Records from a dataset
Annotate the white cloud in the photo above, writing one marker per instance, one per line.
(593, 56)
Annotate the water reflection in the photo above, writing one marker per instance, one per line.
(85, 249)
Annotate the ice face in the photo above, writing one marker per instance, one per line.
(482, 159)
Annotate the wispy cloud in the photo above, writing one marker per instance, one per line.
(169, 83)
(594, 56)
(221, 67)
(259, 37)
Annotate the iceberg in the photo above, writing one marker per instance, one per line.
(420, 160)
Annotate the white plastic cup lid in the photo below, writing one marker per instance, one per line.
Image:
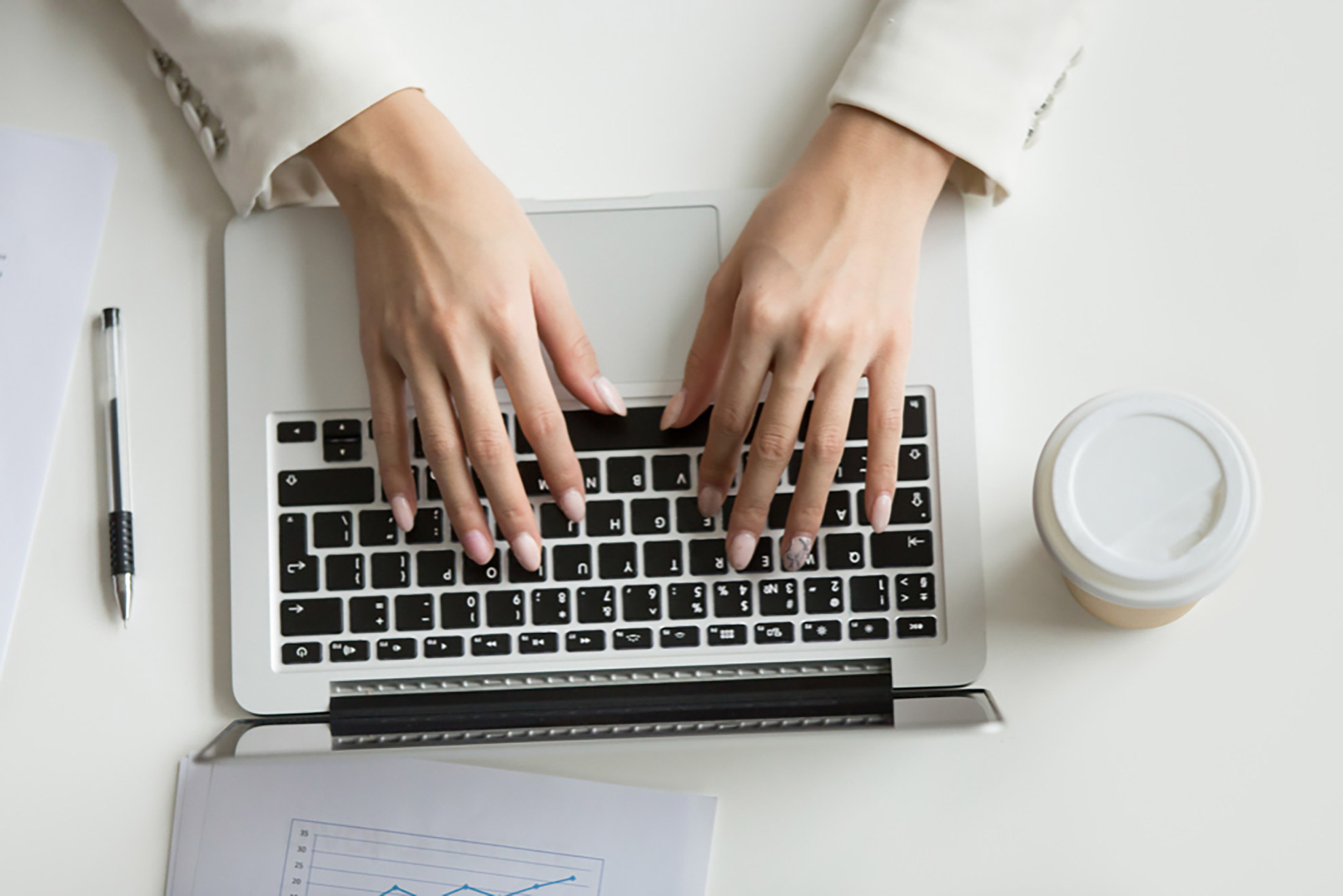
(1146, 499)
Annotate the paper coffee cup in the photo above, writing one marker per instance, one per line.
(1147, 501)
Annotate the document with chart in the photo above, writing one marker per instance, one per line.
(348, 825)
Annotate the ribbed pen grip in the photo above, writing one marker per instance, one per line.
(123, 542)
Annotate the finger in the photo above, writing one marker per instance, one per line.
(543, 423)
(492, 456)
(826, 433)
(885, 421)
(442, 442)
(771, 449)
(387, 397)
(704, 360)
(566, 340)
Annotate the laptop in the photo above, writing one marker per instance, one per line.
(636, 625)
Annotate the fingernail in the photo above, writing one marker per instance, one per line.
(403, 513)
(798, 552)
(880, 515)
(740, 550)
(527, 552)
(608, 394)
(711, 500)
(572, 505)
(478, 547)
(673, 412)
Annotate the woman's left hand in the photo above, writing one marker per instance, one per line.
(818, 292)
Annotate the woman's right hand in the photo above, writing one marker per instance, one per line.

▶ **Description of the task**: Put the stretch of the records above, from the line containing "Annotate the laptop" through the end of the records, into a Markdown table. Use the columns No. and Line, with one numbered row per line and no blank lines.

▶ **Result of the task**:
| No. | Line |
|---|---|
| 1 | Annotate the laptop in the photo above, writing one marker per instance, one per line. |
| 2 | (636, 625) |
| 3 | Annotate the fingernail in the photo above, writing one marker per instance, one per line. |
| 4 | (403, 513) |
| 5 | (798, 552) |
| 6 | (880, 515) |
| 7 | (740, 550) |
| 8 | (527, 552) |
| 9 | (608, 394) |
| 10 | (711, 500) |
| 11 | (572, 505) |
| 12 | (478, 547) |
| 13 | (673, 412) |
| 14 | Annotate the woman's left hand in the photo above, writing one marker per instance, one per line. |
| 15 | (818, 292) |
| 16 | Annotate the woman's right hand in the photo above, writing one marker per instance, one per line. |